Brano di testo ::

Sentenza N. 120 del 1967
Corte Costituzionale
Data generale
23/11/1967
Data deposito/pubblicazione
23/11/1967
Data dell'udienza in cui è stato assunto
15/11/1967
ANTONINO PAPALDO – Prof. NICOLA JAEGER – Prof. GIOVANNI CASSANDRO –
Prof. BIAGIO PETROCELLI – Dott. ANTONIO MANCA – Prof. ALDO SANDULLI –
Prof. GIUSEPPE BRANCA – Prof. MICHELE FRAGALI – Prof. COSTANTINO
MORTATI – Prof. GIUSEPPE CHIARELLI – Dott. GIUSEPPE VERZÌ – Dott.
GIOVANNI BATTISTA BENEDETTI – Prof. FRANCESCO PAOLO BONIFACIO – Dott.
LUIGI OGGIONI, Giudici,
legge doganale 25 settembre 1940, n. 1424, promosso con ordinanza
emessa il 16 dicembre 1966 dal Tribunale di Sondrio nel procedimento
penale a carico di Matile René Georges ed altro, iscritta al n. 244
del Registro ordinanze 1966 e pubblicata nella Gazzetta Ufficiale
della Repubblica n. 25 del 28 gennaio 1967.
Visto l’atto di intervento del Presidente del Consiglio dei
Ministri;
udita nell’udienza pubblica del 18 ottobre 1967 la relazione del
Giudice Antonino Papaldo;
udito il sostituto avvocato generale dello Stato Franco
Casamassima, per il Presidente del Consiglio dei Ministri.
Il cittadino svizzero Matile René, sottoposto a procedimento
penale davanti al tribunale di Sondrio per controllando e frode I. G.
E. su Kg. 96 di tabacco lavorato estero, è detenuto nelle carceri
giudiziarie e non può essere liberato perché, trattandosi di
straniero, non ha prestato cauzione o malleveria ai sensi dell’art.
139 della legge doganale 25 settembre 1940, n. 1424.
Nel dibattimento, la difesa dell’imputato sollevava questione di
legittimità costituzionale della citata norma in relazione agli artt.
3, 10 e 27 della Costituzione ed il tribunale emetteva l’ordinanza del
16 dicembre 1966, con la quale, ritenendo la questione stessa non
manifestamente infondata, rinviava gli atti a questa Corte.

Insieme di dati ::

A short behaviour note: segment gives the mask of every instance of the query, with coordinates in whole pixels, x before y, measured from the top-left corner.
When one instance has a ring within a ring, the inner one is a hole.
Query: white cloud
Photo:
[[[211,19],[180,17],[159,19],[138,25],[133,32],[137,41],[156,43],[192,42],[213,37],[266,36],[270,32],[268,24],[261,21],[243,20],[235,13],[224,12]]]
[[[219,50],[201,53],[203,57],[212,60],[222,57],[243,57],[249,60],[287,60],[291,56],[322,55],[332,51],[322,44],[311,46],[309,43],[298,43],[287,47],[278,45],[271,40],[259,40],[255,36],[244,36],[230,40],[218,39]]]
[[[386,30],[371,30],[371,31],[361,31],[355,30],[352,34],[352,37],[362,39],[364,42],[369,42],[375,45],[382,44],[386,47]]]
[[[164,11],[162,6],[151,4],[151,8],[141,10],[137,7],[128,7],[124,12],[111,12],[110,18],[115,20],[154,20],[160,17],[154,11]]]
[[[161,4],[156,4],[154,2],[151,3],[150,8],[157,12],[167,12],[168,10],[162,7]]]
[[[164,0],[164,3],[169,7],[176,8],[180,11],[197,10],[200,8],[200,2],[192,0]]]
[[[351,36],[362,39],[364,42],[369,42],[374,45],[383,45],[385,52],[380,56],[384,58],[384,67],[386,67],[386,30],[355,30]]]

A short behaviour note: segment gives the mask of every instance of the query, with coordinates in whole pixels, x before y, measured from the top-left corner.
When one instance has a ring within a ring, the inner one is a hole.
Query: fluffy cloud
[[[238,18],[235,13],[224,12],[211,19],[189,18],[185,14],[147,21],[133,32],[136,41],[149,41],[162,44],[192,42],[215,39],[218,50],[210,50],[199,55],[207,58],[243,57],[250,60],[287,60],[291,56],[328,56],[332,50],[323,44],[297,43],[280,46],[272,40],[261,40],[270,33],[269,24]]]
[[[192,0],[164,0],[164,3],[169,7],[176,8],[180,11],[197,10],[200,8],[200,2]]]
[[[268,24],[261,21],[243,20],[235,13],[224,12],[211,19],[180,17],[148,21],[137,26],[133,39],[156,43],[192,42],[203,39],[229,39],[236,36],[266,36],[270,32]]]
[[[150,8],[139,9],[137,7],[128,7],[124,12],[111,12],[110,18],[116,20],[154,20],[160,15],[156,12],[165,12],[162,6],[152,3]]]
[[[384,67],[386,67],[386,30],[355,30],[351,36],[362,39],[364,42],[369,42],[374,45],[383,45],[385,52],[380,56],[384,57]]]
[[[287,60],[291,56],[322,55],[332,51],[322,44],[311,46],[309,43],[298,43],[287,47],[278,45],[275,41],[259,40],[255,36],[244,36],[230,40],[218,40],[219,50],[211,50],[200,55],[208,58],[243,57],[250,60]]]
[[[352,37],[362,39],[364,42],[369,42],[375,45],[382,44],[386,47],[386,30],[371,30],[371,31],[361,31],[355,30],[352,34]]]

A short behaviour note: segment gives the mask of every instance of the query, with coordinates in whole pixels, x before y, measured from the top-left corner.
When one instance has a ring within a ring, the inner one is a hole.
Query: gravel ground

Obiettivo A :: Nella sentenza della Corte costituzionale, di quale Paese è cittadino l'imputato Matile René?
Obiettivo B :: Scrivi il seguito della sentenza della Corte costituzionale, partendo subito dopo l'ultima frase riportata.

Risposta all'esercizio A :: È cittadino svizzero.

Risposta all'esercizio B ::
L’ordinanza è stata ritualmente comunicata, notificata e pubblicata.
Nel giudizio si è costituita l’Avvocatura generale dello Stato per il
Presidente del Consiglio dei Ministri, con atto di intervento e
deduzioni presentato il 15 febbraio 1967.
In via pregiudiziale l’Avvocatura si rimette al giudizio della
Corte sulla ammissibilità della questione di legittimità
costituzionale sia per il difetto di motivazione dell’ordinanza sia per
l’omessa pronuncia sulla rilevanza della questione stessa ai fini della
decisione del giudizio di merito.
Nel merito l’Avvocatura sostiene che l’art. 139 della legge
doganale non contrasta con l’art. 3 della Costituzione, giacché il
principio di eguaglianza sancito dalla norma costituzionale concerne i
cittadini e non anche gli stranieri, e, pertanto, detta norma non
sarebbe invocabile nella specie trattandosi di un procedimento a carico
di un cittadino svizzero. D’altra parte, anche a voler ritenere
applicabile l’art. 3 della Costituzione al cittadino straniero, non
sussisterebbe la denunciata violazione, posto che tra il cittadino
italiano e lo straniero sussiste una disparità di posizione, che si
traduce concretamente sul piano della legge penale. Lo straniero,
infatti, può sottrarsi alla esecuzione della pena (ed alle conseguenze
patrimoniali che ne discendono) rientrando nel suo paese di origine; il
cittadino italiano, invece, una volta identificato, non può sottrarsi
a tale pena se non di fatto: il che sarebbe del tutto irrilevante ai
fini della legge.
Inoltre l’art. 139 della legge doganale non potrebbe ritenersi in
contrasto con l’art. 10 della Costituzione innanzitutto perché esso
non costituisce una deviazione dai principi generali tale da rendere
l’ordinamento giuridico italiano non conforme alle norme del diritto
internazionale generalmente riconosciute; in secondo luogo perché non
costituisce una regolamentazione della condizione giuridica dello
straniero difforme dalle norme e dai trattati internazionali, e,
infine, perché norme sostanzialmente analoghe a quella impugnata si
rinvengono in tutte le legislazioni straniere, e, in particolare, nella
legislazione svizzera.
Per ultimo la impugnata norma non violerebbe l’art. 27 della
Costituzione, giacché essa non inficia il principio della personalità
della responsabilità penale né quello per cui l’imputato non è
considerato colpevole sino alla condanna definitiva, non
contrasterebbe infine con detta norma costituzionale perché non
concerne l’applicazione delle pene.
1. – Si possono superare i dubbi avanzati dalla Avvocatura dello
Stato circa l’ammissibilità della questione.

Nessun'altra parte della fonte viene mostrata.